● Objective:
Reproduce word for word the lines of the data below, from the line with "Objective — one marker per instance of the window" through the end of the data, both ends included.

-- Begin Given records --

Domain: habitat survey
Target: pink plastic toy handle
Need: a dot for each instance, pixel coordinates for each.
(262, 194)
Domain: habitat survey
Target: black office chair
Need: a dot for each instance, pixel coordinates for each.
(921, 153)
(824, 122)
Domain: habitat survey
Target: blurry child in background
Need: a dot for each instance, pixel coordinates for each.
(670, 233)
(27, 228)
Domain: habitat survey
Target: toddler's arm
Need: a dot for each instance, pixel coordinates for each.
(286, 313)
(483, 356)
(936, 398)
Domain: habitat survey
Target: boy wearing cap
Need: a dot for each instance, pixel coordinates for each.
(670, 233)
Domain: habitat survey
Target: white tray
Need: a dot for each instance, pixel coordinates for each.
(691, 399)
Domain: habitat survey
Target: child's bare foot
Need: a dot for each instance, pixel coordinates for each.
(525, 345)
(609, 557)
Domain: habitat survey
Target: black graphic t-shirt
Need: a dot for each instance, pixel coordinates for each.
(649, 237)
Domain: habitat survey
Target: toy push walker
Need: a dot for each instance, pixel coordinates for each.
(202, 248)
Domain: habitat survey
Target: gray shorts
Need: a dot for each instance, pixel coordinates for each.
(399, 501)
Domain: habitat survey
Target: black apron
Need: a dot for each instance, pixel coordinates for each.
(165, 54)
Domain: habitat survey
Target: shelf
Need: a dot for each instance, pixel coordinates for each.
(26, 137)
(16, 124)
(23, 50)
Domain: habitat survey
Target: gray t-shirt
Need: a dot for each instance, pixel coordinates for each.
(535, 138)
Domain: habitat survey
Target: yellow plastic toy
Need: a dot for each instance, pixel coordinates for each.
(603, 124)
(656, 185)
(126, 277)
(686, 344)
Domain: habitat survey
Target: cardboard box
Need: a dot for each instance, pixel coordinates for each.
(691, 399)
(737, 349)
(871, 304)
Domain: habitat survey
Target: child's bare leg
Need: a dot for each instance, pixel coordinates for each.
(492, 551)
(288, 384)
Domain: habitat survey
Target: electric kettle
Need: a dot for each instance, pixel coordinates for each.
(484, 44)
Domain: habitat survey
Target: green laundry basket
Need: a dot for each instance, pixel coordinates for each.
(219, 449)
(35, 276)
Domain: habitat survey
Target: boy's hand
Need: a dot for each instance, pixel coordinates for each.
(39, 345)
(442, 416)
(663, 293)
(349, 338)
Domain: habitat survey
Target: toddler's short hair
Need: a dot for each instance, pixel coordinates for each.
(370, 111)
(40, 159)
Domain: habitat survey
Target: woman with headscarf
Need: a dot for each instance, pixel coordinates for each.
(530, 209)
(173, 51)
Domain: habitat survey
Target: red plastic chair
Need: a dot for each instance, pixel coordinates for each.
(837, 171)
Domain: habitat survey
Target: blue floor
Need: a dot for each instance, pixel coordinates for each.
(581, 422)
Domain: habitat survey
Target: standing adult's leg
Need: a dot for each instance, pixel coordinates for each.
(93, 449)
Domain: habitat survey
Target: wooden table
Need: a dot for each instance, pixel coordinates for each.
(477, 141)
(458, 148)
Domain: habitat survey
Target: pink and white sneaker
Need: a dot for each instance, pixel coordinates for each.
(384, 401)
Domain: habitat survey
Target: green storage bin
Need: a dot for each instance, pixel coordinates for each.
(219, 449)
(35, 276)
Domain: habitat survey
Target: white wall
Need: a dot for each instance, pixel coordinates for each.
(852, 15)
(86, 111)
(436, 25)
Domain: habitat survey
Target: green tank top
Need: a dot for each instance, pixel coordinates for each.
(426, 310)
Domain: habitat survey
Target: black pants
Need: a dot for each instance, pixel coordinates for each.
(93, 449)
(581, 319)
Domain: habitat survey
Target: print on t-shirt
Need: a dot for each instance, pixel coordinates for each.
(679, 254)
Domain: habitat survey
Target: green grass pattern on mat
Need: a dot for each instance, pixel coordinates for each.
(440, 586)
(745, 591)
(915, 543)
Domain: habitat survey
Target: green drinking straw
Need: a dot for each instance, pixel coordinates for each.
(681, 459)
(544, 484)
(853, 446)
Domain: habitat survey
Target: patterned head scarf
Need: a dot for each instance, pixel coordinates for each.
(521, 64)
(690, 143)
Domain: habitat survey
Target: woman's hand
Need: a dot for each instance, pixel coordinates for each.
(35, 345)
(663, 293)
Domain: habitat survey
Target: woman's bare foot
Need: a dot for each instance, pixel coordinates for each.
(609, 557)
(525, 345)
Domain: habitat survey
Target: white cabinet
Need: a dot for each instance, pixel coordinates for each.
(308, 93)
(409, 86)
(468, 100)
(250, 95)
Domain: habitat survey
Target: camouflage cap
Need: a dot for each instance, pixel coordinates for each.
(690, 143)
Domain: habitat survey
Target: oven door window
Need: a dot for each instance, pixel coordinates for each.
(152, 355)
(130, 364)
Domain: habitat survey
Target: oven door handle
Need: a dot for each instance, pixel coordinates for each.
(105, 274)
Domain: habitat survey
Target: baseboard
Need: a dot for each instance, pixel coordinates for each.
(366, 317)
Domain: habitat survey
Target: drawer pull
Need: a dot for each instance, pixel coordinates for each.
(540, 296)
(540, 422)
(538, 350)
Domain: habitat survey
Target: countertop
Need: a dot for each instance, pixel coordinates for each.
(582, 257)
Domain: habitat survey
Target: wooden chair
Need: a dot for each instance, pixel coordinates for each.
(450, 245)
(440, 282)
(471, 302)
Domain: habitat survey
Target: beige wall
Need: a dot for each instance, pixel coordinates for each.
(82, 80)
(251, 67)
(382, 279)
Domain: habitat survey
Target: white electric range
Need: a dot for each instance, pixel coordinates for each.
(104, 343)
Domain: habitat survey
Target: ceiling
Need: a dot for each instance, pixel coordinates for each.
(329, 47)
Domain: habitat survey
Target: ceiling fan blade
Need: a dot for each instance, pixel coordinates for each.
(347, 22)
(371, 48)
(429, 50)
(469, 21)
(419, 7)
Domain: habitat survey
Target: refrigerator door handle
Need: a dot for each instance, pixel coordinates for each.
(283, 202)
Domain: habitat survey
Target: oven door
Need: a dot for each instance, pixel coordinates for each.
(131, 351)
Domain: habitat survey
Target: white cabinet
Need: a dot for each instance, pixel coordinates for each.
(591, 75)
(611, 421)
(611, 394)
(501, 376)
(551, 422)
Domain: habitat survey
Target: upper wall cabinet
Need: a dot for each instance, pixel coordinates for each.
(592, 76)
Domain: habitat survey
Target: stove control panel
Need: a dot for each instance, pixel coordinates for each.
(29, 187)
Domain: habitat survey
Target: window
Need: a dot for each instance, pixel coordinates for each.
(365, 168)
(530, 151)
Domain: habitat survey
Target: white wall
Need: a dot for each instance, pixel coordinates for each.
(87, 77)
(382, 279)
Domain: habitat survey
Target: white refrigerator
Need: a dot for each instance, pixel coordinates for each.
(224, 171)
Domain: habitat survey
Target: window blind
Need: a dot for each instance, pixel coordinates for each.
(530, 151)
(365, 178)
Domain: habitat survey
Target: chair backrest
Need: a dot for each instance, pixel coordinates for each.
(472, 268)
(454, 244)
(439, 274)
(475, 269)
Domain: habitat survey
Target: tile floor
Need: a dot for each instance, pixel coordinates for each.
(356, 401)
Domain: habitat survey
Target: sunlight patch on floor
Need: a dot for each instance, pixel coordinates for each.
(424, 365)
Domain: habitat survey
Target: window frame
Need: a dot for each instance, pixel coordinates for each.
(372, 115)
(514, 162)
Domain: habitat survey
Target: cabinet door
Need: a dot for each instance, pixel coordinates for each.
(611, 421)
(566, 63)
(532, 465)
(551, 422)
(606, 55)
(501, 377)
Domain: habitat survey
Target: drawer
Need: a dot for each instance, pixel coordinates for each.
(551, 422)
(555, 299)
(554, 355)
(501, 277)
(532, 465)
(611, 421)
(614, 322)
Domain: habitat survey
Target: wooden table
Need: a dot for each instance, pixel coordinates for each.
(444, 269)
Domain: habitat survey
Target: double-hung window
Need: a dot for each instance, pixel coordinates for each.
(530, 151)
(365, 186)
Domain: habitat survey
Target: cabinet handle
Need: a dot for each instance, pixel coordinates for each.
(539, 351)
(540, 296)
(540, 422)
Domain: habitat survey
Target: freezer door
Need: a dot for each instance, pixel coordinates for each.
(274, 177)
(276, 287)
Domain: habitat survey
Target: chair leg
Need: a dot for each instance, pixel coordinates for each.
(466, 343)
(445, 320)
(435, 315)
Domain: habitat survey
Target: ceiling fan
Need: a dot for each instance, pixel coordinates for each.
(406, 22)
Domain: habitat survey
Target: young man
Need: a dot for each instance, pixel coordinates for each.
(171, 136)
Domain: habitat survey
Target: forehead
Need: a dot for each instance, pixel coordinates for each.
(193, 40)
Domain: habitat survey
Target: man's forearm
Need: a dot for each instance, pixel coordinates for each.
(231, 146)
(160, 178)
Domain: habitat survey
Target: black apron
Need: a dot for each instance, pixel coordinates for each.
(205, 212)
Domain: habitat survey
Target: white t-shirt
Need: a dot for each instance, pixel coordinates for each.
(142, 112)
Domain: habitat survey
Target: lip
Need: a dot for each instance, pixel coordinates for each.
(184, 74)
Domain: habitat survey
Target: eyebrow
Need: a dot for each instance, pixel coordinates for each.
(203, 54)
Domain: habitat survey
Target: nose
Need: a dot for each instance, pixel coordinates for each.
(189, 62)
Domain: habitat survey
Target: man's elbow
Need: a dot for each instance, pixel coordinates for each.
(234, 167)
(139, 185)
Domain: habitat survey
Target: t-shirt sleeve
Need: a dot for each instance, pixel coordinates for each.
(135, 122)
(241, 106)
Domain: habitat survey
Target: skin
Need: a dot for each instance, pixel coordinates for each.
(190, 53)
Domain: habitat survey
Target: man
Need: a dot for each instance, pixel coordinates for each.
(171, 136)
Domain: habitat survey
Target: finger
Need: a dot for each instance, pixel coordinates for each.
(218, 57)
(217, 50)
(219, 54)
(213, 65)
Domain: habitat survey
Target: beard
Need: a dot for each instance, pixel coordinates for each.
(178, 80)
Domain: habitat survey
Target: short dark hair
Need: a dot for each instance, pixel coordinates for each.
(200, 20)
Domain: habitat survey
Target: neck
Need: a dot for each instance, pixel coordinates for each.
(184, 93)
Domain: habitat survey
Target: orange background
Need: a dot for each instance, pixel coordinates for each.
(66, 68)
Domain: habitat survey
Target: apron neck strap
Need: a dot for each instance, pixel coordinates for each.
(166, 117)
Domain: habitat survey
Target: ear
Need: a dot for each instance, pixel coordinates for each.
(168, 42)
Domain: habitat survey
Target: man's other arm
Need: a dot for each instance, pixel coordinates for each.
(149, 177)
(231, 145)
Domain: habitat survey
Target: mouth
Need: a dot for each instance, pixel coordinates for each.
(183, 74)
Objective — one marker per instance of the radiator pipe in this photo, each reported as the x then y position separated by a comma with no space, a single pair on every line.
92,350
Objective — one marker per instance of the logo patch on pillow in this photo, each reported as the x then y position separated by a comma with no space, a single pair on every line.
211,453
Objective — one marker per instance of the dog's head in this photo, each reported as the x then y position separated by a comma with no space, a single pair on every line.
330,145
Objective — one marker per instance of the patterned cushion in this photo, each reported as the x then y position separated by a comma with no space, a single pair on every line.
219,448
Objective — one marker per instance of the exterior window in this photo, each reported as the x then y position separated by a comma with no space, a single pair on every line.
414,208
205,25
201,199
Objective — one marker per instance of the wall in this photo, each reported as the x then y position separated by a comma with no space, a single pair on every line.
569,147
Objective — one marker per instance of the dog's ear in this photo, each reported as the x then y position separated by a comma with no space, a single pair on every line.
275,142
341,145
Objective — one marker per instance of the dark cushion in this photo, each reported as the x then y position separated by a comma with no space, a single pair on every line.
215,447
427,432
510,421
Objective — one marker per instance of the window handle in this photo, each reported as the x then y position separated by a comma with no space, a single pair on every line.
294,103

-- End Given records --

● Reply to the exercise:
Objective — one marker per instance of the window handle in this photo, each reported as the x then y position separated by a comma with no space, a single pair on every line.
294,103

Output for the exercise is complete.